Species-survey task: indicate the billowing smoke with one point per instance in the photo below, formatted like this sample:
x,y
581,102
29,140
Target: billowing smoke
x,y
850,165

..........

# WHAT THE EXERCISE ASKS
From the records above, extract every entry verbatim.

# COMPLETED EXERCISE
Species-survey task: indicate the billowing smoke with one point per instance in the photo below, formatted like this sample:
x,y
581,102
29,140
Target: billowing smoke
x,y
850,165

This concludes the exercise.